Your objective: Reproduce the records below word for word.

Extracted material:
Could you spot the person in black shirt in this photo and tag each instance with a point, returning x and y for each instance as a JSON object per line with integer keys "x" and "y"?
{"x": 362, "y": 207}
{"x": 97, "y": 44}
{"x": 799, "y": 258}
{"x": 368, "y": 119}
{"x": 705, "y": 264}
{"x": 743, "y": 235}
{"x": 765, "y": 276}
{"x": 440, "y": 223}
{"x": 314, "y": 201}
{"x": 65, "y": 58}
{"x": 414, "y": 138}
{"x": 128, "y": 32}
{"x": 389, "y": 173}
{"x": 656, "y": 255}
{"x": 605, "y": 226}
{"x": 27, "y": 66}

Output for this exercise:
Could you spot the person in black shirt in this photo and tag each instance with a point, returning x and y for each instance as a JSON object per line with integer keys "x" and "y"?
{"x": 362, "y": 207}
{"x": 97, "y": 44}
{"x": 799, "y": 258}
{"x": 368, "y": 119}
{"x": 705, "y": 264}
{"x": 743, "y": 235}
{"x": 765, "y": 276}
{"x": 440, "y": 223}
{"x": 314, "y": 201}
{"x": 65, "y": 58}
{"x": 414, "y": 138}
{"x": 128, "y": 32}
{"x": 389, "y": 173}
{"x": 656, "y": 255}
{"x": 605, "y": 226}
{"x": 27, "y": 66}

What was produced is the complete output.